Йейтс будет очень много штудировать технику Шекспира (и Микеланджело), и его поздний стиль выкован под влиянием шекспировских находок. И он как никто другой будет понимать, что одной из сил шекспировского мира является эта высокопроводимость языка метафор, умеющего перекачивать огромное напряжение полярностей – не просто для украшения речи, а для создания персонажа.
Монолог Меркуцио запускает в мир королеву Маб в ее ореховой карете, а королева Маб из крошечки в скорлупочке постепенно становится практически Гекатой, богиней ведовства, плодородия, любви и смерти. Ибо «фейри», как пишет Йейтс, – это боги прошлого, которые умалились без наших приношений. У Шекспира, кажется, эти приношения свершаются вновь. И его герои проходят путь от «обычного размера» до богов, точно так же как метафорический смысл легко соединит звезду и глаза, ночь и тайну сердца. Эти герои сами становятся образами, метафорами бытия, и при этом я помню великую мысль философа Мераба Мамардашвили о том, что сама наша жизнь и есть «проживаемая метафора» и все зависит от того, насколько мы это чувствуем.
3
У Шекспира ведь не было «своих» сюжетов. Он сам не придумывал историй. Он брал их из книг и слухов. До Шекспира к сюжету о Гамлете обращались по крайней мере три раза. Ромео и Джульетта – это любовная новелла у Боккаччо, записанная еще в XIV веке, и сам сюжет о любовной паре из Вероны – это бродячий сюжет Европы. Доходя до Шекспира, все эти европейские бродяги, эти комедианты вдруг отрясают пыль дорог, сбрасывают свои очень условные маски и становятся полубогами. Можно сказать, что Ромео и Джульетту, Гамлета, Лира писали многие, но только Шекспир смог написать тех самых Ромео и Джульетту, Гамлета, Лира… от которых уже не отмахнешься. Они не индивидуальные персонажи, они – архетипы, они не замкнуты только в настоящем, в них чувствуется большое прошлое, присоединенный к ним огромный резервуар, на фоне которого действуют их «я». Их образ как будто бы связан с более древней самостью, с какой-то более сложной мотивировкой, чем повседневная психология среднего человека, так что каждый из них – свой собственный великий предок, просвечивающий в чертах их настоящего. Они обладают глубоким наследием, принятым из этих глубин. Они – «феи», «духи», надевшие человечью плоть:
Четкая система ценностей, героическая радость, интеллектуальная любознательность и так далее, и – общая тема: в Японии это горные пейзажи Китая; в Греции – ее циклические мифы; в Европе – ее христианская мифология, та или иная национальная тема. И это я говорю о поэтах и писателях с воображением, потому что писатели-реалисты почти без исключения описывают привычные себе сцены и людей.

## ЗАДАНИЕ A
Найдите в записях ниже все строки со словом «tree» и перепишите их. Регистр букв учитывается.

## ИСХОДНЫЕ ДАННЫЕ
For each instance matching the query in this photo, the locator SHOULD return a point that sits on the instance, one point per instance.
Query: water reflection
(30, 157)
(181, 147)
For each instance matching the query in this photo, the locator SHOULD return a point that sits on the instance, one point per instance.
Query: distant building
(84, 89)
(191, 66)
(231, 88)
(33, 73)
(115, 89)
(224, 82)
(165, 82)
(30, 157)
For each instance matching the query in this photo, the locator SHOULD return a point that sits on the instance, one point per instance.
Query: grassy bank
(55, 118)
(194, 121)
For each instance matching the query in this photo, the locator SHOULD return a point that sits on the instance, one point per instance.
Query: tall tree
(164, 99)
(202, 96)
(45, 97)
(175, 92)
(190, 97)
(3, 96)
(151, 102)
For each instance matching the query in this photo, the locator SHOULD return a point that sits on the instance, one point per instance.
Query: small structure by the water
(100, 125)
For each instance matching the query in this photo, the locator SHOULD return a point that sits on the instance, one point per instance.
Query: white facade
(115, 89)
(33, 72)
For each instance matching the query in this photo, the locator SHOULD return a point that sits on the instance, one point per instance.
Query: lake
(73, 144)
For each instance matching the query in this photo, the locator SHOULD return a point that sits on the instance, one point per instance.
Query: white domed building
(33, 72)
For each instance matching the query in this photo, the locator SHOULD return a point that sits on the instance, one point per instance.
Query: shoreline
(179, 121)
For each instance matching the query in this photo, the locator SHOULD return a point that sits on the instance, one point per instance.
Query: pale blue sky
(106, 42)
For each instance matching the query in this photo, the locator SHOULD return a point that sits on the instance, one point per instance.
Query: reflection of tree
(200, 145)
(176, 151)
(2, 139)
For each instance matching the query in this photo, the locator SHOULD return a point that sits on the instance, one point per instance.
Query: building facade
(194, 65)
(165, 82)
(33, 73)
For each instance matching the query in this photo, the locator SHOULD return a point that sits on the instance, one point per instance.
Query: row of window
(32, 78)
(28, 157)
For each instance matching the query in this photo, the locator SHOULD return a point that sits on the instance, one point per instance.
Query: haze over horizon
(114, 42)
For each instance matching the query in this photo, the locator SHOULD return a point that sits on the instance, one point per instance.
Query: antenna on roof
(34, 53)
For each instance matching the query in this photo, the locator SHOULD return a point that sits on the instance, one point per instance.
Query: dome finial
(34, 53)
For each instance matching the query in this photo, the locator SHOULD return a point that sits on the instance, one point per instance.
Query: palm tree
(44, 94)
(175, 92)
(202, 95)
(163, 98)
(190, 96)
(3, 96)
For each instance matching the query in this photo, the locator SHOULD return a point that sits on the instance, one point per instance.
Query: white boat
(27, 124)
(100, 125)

## ЗАДАНИЕ B
Перепишите дословно из текста о Шекспире всё, начиная со слов «Монолог Меркуцио запускает» и вплоть до слов «мы это чувствуем.».

## ПОЛНОЕ РЕШЕНИЕ A
Query: tall tree
Query: reflection of tree
Query: palm tree

## ПОЛНОЕ РЕШЕНИЕ B
Монолог Меркуцио запускает в мир королеву Маб в ее ореховой карете, а королева Маб из крошечки в скорлупочке постепенно становится практически Гекатой, богиней ведовства, плодородия, любви и смерти. Ибо «фейри», как пишет Йейтс, – это боги прошлого, которые умалились без наших приношений. У Шекспира, кажется, эти приношения свершаются вновь. И его герои проходят путь от «обычного размера» до богов, точно так же как метафорический смысл легко соединит звезду и глаза, ночь и тайну сердца. Эти герои сами становятся образами, метафорами бытия, и при этом я помню великую мысль философа Мераба Мамардашвили о том, что сама наша жизнь и есть «проживаемая метафора» и все зависит от того, насколько мы это чувствуем.